What is expected:
Reproduce the listing from the line containing "Please locate the wet pavement" through its final line, both included, swapping "debris pile" for "rubble heap" and keeping everything else unchanged.

Dataset records:
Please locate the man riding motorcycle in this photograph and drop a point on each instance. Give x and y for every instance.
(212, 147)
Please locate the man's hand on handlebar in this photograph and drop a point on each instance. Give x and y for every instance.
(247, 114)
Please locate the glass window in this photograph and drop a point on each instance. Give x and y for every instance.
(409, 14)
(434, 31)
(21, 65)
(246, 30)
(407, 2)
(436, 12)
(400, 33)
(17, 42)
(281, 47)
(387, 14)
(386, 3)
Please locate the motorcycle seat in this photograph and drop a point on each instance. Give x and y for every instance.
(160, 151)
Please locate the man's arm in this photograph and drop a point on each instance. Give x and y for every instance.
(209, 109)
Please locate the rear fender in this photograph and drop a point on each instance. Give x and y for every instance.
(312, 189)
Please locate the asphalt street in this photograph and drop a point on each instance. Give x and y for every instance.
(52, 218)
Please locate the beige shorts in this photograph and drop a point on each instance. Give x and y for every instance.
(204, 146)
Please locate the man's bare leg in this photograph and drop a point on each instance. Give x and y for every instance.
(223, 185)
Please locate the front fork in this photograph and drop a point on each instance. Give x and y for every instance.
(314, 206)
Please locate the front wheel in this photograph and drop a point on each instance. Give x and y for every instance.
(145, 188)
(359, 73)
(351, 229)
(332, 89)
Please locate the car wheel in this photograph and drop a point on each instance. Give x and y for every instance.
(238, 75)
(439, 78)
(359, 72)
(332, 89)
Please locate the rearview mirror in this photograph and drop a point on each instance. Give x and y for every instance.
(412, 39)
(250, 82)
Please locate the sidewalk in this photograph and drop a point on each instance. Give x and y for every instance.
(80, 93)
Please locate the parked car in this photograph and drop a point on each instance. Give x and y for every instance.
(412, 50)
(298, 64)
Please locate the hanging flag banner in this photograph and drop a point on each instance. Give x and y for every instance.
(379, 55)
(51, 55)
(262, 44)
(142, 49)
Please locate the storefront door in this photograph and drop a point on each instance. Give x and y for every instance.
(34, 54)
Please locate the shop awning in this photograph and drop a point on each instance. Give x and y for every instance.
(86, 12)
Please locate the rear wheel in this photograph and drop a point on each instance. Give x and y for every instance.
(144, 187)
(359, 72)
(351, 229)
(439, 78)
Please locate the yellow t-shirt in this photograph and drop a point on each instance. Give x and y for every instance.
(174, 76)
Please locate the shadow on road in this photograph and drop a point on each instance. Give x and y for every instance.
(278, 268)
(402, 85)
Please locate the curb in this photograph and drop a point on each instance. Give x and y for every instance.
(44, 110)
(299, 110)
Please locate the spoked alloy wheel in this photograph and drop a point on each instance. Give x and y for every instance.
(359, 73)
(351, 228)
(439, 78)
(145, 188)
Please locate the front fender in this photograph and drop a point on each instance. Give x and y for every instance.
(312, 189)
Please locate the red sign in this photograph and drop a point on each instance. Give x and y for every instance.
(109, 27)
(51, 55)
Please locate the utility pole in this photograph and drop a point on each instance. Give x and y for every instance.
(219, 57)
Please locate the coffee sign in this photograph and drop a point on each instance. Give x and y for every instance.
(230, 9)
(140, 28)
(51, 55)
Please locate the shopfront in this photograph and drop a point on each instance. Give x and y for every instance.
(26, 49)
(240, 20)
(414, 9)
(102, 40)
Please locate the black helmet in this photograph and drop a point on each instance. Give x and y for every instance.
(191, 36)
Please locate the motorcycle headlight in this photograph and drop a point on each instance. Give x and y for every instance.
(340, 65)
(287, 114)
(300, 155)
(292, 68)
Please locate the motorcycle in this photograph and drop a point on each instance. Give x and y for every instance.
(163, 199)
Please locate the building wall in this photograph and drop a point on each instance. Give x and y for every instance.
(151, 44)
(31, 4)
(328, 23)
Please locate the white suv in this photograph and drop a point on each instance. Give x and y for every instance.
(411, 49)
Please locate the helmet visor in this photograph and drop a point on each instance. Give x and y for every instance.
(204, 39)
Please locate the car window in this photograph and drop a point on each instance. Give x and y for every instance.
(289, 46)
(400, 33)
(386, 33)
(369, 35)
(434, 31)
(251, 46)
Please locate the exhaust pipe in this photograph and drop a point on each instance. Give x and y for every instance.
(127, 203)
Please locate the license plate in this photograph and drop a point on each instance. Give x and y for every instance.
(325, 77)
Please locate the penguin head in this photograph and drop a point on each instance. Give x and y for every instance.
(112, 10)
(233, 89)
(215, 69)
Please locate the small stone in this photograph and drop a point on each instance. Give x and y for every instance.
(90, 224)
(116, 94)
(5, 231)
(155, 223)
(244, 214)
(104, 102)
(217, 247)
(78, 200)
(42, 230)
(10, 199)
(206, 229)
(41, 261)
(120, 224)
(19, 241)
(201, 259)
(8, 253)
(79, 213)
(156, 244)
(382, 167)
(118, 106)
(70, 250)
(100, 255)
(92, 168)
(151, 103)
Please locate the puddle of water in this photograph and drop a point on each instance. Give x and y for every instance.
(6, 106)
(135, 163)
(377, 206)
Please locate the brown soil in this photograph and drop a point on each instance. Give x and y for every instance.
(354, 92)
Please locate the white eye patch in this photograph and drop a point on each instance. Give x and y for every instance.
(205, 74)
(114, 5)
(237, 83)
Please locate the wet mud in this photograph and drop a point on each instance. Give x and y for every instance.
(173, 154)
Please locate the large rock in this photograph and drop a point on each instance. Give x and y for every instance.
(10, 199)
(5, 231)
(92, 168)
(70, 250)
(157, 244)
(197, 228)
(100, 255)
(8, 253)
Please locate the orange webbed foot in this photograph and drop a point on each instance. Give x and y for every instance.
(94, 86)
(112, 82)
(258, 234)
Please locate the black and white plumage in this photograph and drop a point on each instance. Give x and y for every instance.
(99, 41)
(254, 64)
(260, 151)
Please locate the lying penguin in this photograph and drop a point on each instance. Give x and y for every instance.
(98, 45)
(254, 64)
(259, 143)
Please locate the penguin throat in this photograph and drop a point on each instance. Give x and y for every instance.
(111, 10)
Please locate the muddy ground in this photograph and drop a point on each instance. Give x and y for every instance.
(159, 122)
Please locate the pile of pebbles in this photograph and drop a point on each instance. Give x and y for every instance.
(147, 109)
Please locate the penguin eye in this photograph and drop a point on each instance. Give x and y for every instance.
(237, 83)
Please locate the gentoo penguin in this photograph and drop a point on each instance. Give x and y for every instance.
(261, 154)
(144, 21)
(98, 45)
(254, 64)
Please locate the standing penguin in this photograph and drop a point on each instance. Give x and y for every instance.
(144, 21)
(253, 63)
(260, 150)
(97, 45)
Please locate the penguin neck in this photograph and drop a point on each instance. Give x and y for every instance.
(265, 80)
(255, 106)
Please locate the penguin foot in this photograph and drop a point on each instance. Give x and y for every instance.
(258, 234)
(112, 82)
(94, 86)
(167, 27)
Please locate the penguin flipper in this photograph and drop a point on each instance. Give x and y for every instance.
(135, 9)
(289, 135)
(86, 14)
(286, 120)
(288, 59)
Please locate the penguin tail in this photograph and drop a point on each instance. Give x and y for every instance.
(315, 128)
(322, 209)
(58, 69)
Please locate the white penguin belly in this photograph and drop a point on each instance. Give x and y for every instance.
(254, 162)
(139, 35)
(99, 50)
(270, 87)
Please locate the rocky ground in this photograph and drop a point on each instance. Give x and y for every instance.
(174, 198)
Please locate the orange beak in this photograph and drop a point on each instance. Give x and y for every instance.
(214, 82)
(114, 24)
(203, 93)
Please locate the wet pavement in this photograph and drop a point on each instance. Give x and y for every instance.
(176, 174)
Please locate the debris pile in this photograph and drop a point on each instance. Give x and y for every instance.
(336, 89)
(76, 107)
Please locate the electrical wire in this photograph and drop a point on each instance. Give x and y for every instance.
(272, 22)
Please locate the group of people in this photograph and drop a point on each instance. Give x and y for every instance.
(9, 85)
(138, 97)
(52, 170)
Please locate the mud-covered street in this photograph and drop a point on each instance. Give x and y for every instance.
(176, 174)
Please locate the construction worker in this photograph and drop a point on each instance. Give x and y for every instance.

Answer to this task:
Please locate the wet pavement in this photograph and drop a point on each instance. Give x and y for every instance.
(176, 174)
Please locate the rubble heap in this photograph and drop a point on each instance. Give x and y for every instance.
(336, 89)
(76, 107)
Please locate the electrical wire in this photograph and drop a point on each instance. Give x and y for every instance.
(272, 22)
Please locate the group of people in this photograph and drop a point on each instance. Give x and y for every instance.
(9, 85)
(138, 97)
(52, 170)
Please locate the mud-covered street in this photograph and drop a point on each instance. Give x and y for every instance.
(176, 174)
Please locate the construction worker in this photograph and drop a point on each instance. Give x and y for every instance.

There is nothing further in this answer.